■ **DE OPDRACHT**
Neem uit het tekstfragment over de Beatrijs letterlijk alles over vanaf "Het Beatrijsverhaal was" tot en met "hof te trekken.".

═════ TEKSTFRAGMENT ═════

4. Situering binnen de Middelnederlandse literatuur
De Beatrijs is een voorbeeld van een Marialegende. In deze verhalen grijpt Maria in (meestal door middel van een mirakel) en kan de zonde van het hoofdpersonage uiteindelijk vergeven worden. Op deze manier verschaffen de verhalen de Middeleeuwers een morele scholing: hoe groot je zonde ook is, als je trouw blijft aan Maria, berouw toont en te biechten gaat, kan je zonde vergeven worden. Deze boodschap wordt ook letterlijk meegegeven aan het einde van het verhaal:
Nu bidden wi alle, cleine ende groet, Die dese miracle horen lesen, Dat Maria moet wesen Ons vorsprake int soete dal Daar God die werelt doemen sal.
(Laten wij bidden, klein en groot aan wie dit wonder is voorgedragen: dat het Maria moge behagen onze voorspraak te zijn in het zoete dal waar God de wereld oordelen zal. [vertaling: Willem Wilmink])
Uit deze laatste regels blijkt ook de bijzondere rol van de heilige maagd. Maria Middelares treedt hier op als bemiddelaar tussen de mens en God.
Het Beatrijsverhaal was al langer bekend. De auteur vond inspiratie bij de cisterciënzermonnik Caesarius van Heisterbach, die de verliefde en berouwvolle non liet optreden in zijn Dialogus Miraculorum (1223) en Libri Octo Miraculorum (1227), twee verzamelingen vrome verhalen.
5. Auteur
De auteur is onbekend. Sommigen menen dat hij een 'spreker' was, een professioneel voordrachtkunstenaar die in zijn levensonderhoud voorzag door met zijn verhalen van hof tot hof te trekken.
Op te merken is dat er voor regel 919 een kleine cesuur valt. Sommigen menen hierin een tweede auteur te herkennen. Beatrijs komt in het klooster aan (regel 787) en neemt haar taken terug op. Hoewel het berouw haar kwelt, schrijft de auteur, durft ze haar zonden aan niemand toe te vertrouwen (r. 912-918). Het lijkt alsof het verhaal hier ten einde is en dat de volgende 122 regels door een andere auteur zijn toegevoegd.

═════ AANGELEVERDE GEGEVENS ═════

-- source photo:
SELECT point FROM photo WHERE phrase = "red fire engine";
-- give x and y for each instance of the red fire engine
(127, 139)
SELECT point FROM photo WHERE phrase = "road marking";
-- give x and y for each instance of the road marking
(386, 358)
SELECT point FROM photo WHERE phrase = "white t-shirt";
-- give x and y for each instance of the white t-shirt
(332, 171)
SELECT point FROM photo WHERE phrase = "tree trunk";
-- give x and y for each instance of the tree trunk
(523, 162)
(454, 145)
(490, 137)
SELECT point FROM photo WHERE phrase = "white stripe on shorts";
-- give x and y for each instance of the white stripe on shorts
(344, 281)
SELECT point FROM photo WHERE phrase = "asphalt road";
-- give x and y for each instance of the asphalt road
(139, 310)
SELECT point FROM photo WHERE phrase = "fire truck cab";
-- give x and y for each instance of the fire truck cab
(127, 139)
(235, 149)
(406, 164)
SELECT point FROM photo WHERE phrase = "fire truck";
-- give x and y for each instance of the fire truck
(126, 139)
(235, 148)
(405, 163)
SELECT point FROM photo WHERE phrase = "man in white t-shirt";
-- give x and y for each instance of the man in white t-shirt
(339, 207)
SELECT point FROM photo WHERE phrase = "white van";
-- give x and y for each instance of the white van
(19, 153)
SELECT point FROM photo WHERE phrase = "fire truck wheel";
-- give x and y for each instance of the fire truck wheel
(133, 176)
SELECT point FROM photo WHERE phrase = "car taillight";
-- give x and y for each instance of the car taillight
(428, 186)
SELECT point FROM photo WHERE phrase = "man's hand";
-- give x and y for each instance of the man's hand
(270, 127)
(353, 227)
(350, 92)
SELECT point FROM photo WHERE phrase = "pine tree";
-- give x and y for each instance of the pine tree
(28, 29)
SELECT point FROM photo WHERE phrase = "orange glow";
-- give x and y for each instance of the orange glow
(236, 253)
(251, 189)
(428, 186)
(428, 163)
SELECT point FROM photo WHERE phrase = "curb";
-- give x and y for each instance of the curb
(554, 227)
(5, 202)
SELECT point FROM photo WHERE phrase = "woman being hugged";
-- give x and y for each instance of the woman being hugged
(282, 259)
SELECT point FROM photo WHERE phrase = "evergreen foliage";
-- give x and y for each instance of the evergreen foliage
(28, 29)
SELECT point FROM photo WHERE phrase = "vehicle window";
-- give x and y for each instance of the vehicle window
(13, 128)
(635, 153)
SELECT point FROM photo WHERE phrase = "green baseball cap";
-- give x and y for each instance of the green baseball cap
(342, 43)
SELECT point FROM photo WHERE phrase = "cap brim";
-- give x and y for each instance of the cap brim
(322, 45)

═════
═════ AANGELEVERDE GEGEVENS ═════

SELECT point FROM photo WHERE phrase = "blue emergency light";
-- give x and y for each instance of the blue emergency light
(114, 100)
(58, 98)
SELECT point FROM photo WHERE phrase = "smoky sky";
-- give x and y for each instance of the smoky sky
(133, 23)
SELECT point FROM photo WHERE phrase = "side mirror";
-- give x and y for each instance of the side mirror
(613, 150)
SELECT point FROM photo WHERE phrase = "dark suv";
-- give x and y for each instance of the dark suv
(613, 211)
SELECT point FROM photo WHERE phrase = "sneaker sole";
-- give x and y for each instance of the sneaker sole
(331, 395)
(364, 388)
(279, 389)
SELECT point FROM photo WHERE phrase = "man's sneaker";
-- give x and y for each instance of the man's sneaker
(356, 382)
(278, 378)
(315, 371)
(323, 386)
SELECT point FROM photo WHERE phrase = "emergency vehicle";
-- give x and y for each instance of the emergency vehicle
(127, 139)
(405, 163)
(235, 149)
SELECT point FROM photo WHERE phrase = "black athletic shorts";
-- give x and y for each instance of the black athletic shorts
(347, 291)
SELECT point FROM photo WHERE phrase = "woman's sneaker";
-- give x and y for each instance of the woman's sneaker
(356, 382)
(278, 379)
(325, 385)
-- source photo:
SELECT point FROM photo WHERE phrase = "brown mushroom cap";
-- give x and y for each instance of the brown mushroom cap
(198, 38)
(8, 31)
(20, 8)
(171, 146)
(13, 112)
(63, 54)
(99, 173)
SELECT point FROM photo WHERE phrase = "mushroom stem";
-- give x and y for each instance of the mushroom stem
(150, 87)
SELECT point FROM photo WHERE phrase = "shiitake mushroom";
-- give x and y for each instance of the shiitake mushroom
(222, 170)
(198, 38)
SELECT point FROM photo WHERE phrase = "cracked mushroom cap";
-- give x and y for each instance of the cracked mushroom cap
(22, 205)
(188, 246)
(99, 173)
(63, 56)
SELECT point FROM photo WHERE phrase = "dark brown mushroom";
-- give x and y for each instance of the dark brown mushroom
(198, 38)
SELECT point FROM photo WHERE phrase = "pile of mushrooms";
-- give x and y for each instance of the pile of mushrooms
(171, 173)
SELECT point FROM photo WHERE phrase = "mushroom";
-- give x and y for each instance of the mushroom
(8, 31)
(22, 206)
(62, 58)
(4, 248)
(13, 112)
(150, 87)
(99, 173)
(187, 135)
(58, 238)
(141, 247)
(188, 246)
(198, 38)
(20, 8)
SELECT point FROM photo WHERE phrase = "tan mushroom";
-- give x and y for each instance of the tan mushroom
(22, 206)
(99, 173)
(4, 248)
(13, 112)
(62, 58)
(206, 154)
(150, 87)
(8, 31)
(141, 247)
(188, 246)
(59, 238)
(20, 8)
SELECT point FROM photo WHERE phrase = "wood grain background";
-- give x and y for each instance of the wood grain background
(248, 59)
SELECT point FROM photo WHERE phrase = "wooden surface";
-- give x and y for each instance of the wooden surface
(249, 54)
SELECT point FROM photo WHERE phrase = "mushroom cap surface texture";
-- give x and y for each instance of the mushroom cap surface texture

═════

■ **HET ANTWOORD**
Het Beatrijsverhaal was al langer bekend. De auteur vond inspiratie bij de cisterciënzermonnik Caesarius van Heisterbach, die de verliefde en berouwvolle non liet optreden in zijn Dialogus Miraculorum (1223) en Libri Octo Miraculorum (1227), twee verzamelingen vrome verhalen.
5. Auteur
De auteur is onbekend. Sommigen menen dat hij een 'spreker' was, een professioneel voordrachtkunstenaar die in zijn levensonderhoud voorzag door met zijn verhalen van hof tot hof te trekken.